■ Tasks and exercises
1. Extract the passage of the Freeport metals-testing report from "Experts have started" to "of some metals.", word for word.
2. According to the Freeport metals-testing report, why is the state collecting urine samples from residents of certain neighborhoods? Answer in one to three sentences.

■ Page excerpt
- - -
Experts have started collecting samples for the voluntary test that will help the state figure out if residents are being exposed to high amounts of some metals.
Mary Galvan is a Freeport mother of four.
"Constantly I'm taking them to the doctor, wondering why are they always suffering allergies," she said.
Galvan was among those getting information early Thursday on tests which the state is conducting. It's collecting urine samples from those living in certain neighborhoods in an effort to determine if those living there are being exposed to excessive levels of cobalt, molybdenum and nickel. They've been found here in both the air and soil.
Dr. Carrie Bradford with the Department of State Health Services said, "I think if people are concerned, they should be tested. It's a chance for them to have a free test done to see what they have in their body."
While state officials have not said publicly where the metals originated, Gulf Chemical and Metallurgical Corporation admits it produces them as a byproduct of its operation. A company executive says it pled guilty to 11 felony charges in 2010 of violations of the Clean Water Act, paying a $2.5 million fine.
Three hundred samples will be chosen at random from those who participate in testing. The metals can cause skin, eye or airway irritation, and in some studies can cause cancer.
Mary Galvan characterizes her level of concern as "high."
"Ten! It's my children. I want to know what's going on with their health," she said.
You can pick up everything you need at the Freeport Historical Museum at 311 East Park. To participate you just have to have the sample returned by 6pm Sunday.
Collection will take place at the following times:
- May 3 from 4pm - 7pm
- May 4 from 10am - 7pm
- May 5 from 10am - 7pm
- May 6 from 1pm - 6pm
Residents can pick up urine collection cups with sample collection instructions at the clinic and can drop off their urine samples for testing. No appointment is needed, however urine samples must be provided to DSHS staff before 6pm on May 6.
- - -
Referring expression pointing data

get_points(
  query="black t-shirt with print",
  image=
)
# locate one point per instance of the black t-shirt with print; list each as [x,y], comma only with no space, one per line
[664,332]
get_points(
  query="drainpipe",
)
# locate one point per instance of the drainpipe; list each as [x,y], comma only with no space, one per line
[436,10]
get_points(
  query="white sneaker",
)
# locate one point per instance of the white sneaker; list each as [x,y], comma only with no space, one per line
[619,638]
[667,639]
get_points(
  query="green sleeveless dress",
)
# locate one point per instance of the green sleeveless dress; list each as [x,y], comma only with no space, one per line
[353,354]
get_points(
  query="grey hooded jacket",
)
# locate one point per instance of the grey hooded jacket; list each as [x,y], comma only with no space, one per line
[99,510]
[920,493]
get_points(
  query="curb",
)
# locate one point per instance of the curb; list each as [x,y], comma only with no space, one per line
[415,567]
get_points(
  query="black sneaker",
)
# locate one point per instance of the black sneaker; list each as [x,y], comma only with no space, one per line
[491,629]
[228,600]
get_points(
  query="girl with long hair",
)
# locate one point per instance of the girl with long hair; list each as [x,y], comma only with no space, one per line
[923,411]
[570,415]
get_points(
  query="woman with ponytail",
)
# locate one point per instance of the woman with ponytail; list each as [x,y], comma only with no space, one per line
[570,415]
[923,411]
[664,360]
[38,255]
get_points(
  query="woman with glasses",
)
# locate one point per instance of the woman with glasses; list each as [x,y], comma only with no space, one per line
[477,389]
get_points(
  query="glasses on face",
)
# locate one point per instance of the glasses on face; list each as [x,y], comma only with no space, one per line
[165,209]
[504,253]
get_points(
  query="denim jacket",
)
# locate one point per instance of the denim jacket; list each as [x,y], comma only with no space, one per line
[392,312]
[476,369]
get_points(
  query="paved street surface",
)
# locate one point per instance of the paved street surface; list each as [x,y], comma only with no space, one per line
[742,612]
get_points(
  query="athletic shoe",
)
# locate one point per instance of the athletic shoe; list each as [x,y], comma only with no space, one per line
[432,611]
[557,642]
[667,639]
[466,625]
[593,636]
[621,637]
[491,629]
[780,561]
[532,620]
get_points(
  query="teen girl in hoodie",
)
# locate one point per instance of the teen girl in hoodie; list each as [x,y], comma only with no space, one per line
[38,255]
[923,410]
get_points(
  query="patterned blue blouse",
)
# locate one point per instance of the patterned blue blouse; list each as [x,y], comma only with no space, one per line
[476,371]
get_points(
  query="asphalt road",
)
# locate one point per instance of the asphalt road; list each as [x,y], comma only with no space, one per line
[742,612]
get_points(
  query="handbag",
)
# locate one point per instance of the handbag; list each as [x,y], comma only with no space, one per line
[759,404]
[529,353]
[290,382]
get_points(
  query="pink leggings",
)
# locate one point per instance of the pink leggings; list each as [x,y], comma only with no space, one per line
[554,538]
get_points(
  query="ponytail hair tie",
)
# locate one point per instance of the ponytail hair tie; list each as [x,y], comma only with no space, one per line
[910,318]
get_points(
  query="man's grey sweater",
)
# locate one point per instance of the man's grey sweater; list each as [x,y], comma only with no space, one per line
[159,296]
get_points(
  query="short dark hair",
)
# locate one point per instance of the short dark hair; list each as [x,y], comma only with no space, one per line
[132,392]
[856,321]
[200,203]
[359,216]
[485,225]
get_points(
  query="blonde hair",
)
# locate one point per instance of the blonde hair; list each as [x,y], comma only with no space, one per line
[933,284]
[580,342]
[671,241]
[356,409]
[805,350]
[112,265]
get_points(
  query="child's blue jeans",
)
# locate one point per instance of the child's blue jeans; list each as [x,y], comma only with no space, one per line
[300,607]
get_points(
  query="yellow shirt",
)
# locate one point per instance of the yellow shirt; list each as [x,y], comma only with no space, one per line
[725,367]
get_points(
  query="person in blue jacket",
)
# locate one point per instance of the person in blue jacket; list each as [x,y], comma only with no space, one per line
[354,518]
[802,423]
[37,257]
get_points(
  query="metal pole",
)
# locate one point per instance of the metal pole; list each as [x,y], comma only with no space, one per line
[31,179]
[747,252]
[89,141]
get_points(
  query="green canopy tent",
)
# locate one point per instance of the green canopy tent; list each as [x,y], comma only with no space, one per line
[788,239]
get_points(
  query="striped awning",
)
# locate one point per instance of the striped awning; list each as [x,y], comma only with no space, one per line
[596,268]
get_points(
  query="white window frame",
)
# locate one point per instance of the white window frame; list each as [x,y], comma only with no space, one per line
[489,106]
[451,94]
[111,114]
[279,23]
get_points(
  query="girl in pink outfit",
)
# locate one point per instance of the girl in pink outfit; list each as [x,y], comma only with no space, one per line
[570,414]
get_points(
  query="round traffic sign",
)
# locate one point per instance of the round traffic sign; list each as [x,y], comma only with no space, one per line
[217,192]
- - -
■ Results for each task
1.
Experts have started collecting samples for the voluntary test that will help the state figure out if residents are being exposed to high amounts of some metals.

2. The state wants to determine whether people living there are being exposed to excessive levels of cobalt, molybdenum and nickel. These metals have been found in both the air and soil there.